LISTED ENTRIES:
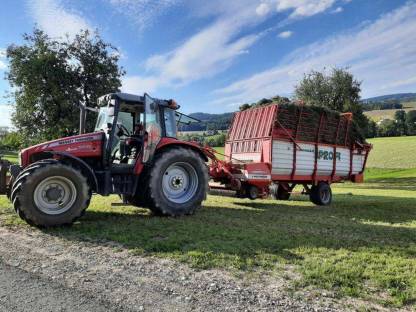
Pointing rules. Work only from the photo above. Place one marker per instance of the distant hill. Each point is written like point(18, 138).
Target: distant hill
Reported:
point(222, 121)
point(400, 97)
point(209, 122)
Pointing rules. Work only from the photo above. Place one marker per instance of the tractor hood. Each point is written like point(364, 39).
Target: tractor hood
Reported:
point(82, 146)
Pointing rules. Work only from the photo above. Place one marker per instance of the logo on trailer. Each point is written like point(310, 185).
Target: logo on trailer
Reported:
point(326, 155)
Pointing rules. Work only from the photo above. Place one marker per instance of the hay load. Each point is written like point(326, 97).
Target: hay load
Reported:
point(317, 124)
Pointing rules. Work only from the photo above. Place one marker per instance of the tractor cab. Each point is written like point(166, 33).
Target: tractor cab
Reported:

STATED GOAL:
Change every "Pointing rules" in the records above to "Marking rules" and write out all the records again with nothing else altered. Leave the pictures out of your answer.

RESPONSE:
Marking rules. Work only from the photo above. Place one marker per instance of the distant hill. Each point is written like point(18, 138).
Target: distant hill
Reported:
point(222, 121)
point(400, 97)
point(209, 122)
Marking rules. Work only from the photo above. Place one marker per instance of the tractor hood. Each point is written like point(364, 39).
Target: tractor hood
Reported:
point(82, 146)
Marking rules. Work only from the photo above. Place one marker per instance of the logo on trailer. Each point is written like point(310, 185).
Target: logo on trailer
Reported:
point(326, 155)
Marking rules. Work only from the photo above. Place one marker per instance of the hay load. Each point is written like point(326, 97).
Target: hay load
Reported:
point(317, 124)
Marking rules. Work only from the photo above. Place one marker per instance of the tractor cab. Each point is written like point(166, 33).
Target: tractor cab
Reported:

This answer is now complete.